**Verilen Talimat a**
Lütfen sayfa alıntısında "İşte İslâm Dini’nde" ile başlayıp "anlatılan olay budur!.." ile biten bölümü aynen kopyalayın.

**Sayfa Alıntısı**
Bu durumda da, “antiçekim” dalgasından mahrum olarak “var olan” ruhun, kesin olarak âkıbeti, ebedî bir şekilde “cehennem” diye tasvir edilen Güneş’in içinde kayıtlı yaşamdır.
İşte İslâm Dini’nde bu olaydan Hz. Rasûlullâh (aleyhisselâm), “KADER” ile ilgili hadislerinde özetle ve meâlen şöyle bahseder:
“Allâh bir mahlûk hükmedip yaratmak istediği zaman Melek; ‘Ey Rabbim, erkek midir, dişi midir; SAÎD midir, ŞAKÎ midir; rızkı nedir, eceli nedir?’ diye sorar. BUNLAR ANASININ KARNINDA İKEN BÖYLECE YAZILIR.”
İşte bu ve “KADER” bölümünde naklettiğimiz diğer hadislerde bahsedilen “SAÎD”lik ve “ŞAKΔlik kelimeleriyle anlatılan olay budur!..

Bölge işaretleme öğeleri:
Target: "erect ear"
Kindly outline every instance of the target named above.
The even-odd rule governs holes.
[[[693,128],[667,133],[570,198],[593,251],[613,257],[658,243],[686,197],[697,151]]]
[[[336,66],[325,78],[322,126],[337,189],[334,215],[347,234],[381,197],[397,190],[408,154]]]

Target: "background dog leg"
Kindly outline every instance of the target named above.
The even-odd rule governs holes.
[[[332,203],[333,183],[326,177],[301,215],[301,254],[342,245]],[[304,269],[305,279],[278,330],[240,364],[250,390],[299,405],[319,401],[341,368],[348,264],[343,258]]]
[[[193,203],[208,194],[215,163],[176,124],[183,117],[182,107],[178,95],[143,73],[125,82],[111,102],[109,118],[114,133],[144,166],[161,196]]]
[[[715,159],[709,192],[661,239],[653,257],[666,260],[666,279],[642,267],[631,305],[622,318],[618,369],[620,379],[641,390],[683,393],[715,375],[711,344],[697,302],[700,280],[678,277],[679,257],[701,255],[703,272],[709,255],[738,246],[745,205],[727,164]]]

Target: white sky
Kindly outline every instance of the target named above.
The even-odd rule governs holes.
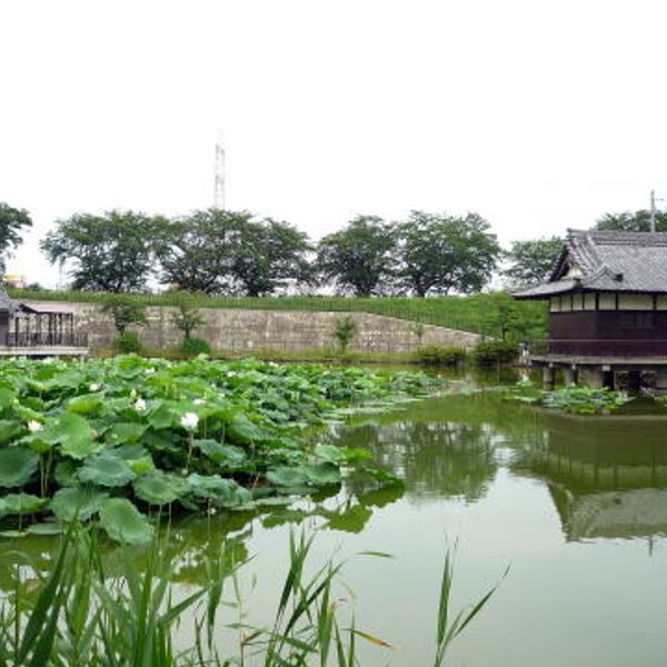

**Verilen Talimat b**
Yukarıdaki kayıtların hepsini "Kindly" yerine "Please" koyarak ve başka hiçbir yere dokunmadan yeniden yazın. Resimleri yanıta almayın.

**Görev Çıktısı a**
İşte İslâm Dini’nde bu olaydan Hz. Rasûlullâh (aleyhisselâm), “KADER” ile ilgili hadislerinde özetle ve meâlen şöyle bahseder:
“Allâh bir mahlûk hükmedip yaratmak istediği zaman Melek; ‘Ey Rabbim, erkek midir, dişi midir; SAÎD midir, ŞAKÎ midir; rızkı nedir, eceli nedir?’ diye sorar. BUNLAR ANASININ KARNINDA İKEN BÖYLECE YAZILIR.”
İşte bu ve “KADER” bölümünde naklettiğimiz diğer hadislerde bahsedilen “SAÎD”lik ve “ŞAKΔlik kelimeleriyle anlatılan olay budur!..

**Görev Çıktısı b**
Target: "erect ear"
Please outline every instance of the target named above.
The even-odd rule governs holes.
[[[693,128],[667,133],[570,198],[593,251],[613,257],[658,243],[686,197],[697,151]]]
[[[336,66],[325,78],[322,126],[337,189],[334,215],[347,234],[381,197],[397,190],[408,154]]]

Target: "background dog leg"
Please outline every instance of the target named above.
The even-odd rule governs holes.
[[[332,203],[333,183],[326,177],[301,215],[301,254],[342,245]],[[304,269],[305,279],[278,330],[240,364],[250,390],[299,405],[319,401],[341,368],[348,264],[343,258]]]
[[[193,203],[208,194],[215,163],[176,124],[183,117],[182,107],[178,95],[143,73],[125,82],[111,102],[109,118],[114,133],[144,166],[161,196]]]
[[[715,159],[709,192],[661,239],[653,257],[666,260],[666,279],[642,267],[631,305],[622,318],[618,369],[620,379],[641,390],[683,393],[715,375],[711,344],[697,302],[700,280],[678,277],[679,257],[701,255],[703,272],[709,255],[738,246],[745,205],[727,164]]]

Target: white sky
Please outline every instance of the target named above.
The even-odd rule governs holes.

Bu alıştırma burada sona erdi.